'''

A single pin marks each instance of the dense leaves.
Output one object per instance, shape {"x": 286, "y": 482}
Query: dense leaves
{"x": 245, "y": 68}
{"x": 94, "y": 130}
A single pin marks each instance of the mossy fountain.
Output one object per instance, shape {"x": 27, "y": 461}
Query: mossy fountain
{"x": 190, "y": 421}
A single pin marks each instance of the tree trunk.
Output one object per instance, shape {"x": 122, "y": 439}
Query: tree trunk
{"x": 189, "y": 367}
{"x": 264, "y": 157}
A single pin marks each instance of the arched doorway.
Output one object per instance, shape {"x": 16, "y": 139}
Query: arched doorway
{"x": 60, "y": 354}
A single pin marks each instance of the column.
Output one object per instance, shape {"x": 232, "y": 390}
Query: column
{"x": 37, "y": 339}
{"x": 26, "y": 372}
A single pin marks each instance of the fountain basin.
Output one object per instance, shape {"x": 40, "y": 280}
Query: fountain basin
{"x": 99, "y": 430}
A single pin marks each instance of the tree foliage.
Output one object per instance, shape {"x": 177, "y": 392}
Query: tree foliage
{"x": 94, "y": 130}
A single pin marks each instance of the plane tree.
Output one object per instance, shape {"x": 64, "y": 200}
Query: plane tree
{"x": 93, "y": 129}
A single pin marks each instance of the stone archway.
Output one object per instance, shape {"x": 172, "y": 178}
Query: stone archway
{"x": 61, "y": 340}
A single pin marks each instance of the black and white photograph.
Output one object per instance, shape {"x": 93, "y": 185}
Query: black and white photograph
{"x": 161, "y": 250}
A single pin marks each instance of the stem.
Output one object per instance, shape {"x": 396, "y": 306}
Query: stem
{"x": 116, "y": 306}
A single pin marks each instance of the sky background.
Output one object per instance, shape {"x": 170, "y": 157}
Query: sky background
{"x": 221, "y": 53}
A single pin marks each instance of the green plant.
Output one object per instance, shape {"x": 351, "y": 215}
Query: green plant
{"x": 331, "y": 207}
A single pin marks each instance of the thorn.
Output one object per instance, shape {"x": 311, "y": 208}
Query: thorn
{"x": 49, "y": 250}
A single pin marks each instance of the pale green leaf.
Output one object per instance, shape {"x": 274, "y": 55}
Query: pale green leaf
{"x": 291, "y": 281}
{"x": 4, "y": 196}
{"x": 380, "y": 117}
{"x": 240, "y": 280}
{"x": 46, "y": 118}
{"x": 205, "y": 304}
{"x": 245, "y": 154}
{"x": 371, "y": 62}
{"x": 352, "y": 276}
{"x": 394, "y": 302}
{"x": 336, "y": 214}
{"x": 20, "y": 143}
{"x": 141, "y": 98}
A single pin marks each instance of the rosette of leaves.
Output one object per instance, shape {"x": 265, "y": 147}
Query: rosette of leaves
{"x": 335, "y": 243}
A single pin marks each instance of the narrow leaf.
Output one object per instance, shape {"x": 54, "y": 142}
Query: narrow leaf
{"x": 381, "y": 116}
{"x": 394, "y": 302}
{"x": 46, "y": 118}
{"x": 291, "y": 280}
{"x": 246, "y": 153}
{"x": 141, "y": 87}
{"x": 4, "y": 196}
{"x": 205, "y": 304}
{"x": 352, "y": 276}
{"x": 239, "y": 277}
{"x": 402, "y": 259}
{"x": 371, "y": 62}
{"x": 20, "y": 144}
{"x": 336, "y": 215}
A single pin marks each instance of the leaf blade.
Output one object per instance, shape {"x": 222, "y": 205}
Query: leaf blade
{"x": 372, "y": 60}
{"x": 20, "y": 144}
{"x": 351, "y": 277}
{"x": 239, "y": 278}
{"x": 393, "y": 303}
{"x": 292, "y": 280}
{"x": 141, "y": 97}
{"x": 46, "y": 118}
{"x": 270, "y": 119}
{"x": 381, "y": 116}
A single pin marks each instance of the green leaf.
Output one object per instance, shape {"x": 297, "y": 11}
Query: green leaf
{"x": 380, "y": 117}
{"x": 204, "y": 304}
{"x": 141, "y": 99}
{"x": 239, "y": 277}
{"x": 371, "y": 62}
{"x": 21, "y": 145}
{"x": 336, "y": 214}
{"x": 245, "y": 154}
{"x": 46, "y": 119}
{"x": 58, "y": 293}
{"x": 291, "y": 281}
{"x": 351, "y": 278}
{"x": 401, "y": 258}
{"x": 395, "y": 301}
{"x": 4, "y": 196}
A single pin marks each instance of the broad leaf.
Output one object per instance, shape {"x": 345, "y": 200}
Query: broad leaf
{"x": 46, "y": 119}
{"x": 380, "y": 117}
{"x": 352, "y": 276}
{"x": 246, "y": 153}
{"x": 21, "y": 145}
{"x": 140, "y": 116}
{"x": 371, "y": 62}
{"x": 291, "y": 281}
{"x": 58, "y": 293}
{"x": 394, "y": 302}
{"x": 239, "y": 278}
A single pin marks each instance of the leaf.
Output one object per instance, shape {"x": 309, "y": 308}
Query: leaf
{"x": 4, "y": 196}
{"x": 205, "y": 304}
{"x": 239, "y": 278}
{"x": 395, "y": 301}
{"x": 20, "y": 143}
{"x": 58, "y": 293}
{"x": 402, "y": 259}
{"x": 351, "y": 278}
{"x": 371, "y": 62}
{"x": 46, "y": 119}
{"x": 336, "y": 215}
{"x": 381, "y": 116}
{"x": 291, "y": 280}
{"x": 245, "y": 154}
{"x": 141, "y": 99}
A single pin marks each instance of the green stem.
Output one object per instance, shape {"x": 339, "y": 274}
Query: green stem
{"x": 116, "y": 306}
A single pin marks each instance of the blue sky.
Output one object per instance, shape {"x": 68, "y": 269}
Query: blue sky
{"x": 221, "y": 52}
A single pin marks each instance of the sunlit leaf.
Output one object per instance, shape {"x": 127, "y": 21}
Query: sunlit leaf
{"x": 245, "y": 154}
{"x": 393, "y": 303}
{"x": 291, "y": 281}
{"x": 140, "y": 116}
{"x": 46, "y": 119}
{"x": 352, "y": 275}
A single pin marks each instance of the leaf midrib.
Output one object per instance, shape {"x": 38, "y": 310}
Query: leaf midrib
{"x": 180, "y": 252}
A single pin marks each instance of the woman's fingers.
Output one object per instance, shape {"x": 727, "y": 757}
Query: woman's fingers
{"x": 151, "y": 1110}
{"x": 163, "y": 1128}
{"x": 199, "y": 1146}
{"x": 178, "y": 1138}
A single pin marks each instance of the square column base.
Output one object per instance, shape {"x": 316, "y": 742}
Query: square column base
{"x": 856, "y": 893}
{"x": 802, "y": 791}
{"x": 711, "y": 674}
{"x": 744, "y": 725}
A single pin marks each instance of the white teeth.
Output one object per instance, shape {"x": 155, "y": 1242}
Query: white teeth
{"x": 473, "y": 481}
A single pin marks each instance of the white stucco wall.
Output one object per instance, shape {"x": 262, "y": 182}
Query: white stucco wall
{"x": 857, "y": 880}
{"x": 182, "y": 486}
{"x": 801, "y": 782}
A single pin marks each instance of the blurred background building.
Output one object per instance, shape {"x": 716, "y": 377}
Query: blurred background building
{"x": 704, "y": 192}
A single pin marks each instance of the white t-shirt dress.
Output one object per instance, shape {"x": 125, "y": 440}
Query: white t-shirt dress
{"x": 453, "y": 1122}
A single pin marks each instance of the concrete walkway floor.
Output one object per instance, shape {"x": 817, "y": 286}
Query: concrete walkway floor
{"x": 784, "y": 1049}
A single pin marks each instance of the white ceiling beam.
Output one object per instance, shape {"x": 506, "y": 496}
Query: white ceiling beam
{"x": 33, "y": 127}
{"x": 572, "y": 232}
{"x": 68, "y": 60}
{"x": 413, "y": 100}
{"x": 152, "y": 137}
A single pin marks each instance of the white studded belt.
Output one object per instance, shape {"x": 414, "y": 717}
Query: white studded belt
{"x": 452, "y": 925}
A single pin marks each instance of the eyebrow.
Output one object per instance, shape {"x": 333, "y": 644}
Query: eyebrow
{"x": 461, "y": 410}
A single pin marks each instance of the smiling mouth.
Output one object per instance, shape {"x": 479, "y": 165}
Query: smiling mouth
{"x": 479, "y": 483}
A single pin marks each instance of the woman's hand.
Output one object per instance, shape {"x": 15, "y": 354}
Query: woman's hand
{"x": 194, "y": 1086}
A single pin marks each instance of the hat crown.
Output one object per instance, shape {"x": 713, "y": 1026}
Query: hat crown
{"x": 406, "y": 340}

'''

## Task goal:
Everything from the line containing "A single pin marks each instance of the white ceiling" to the final line of the entries above should be output exactly, and nothing more.

## Reply to the exercise:
A single pin marks each instance of the white ceiling beam.
Output one object per instance, shape {"x": 506, "y": 496}
Query: white ceiling beam
{"x": 33, "y": 127}
{"x": 572, "y": 232}
{"x": 68, "y": 60}
{"x": 413, "y": 100}
{"x": 152, "y": 137}
A single pin marks each instance of the white studded belt.
Output one object per instance, shape {"x": 414, "y": 717}
Query: white studded belt
{"x": 452, "y": 925}
A single pin marks each instance of the eyebrow.
Output one object per instance, shape {"x": 333, "y": 644}
Query: eyebrow
{"x": 461, "y": 410}
A single pin marks each instance of the smiling mouth.
Output one object per instance, shape {"x": 479, "y": 165}
Query: smiling mouth
{"x": 479, "y": 483}
A single pin marks each instance of the woman's hand.
Output one object per instance, shape {"x": 15, "y": 354}
Query: woman's hand
{"x": 194, "y": 1086}
A single pin marks each instance of the hat crown.
Output one object per instance, shape {"x": 713, "y": 1026}
Query: hat crown
{"x": 406, "y": 340}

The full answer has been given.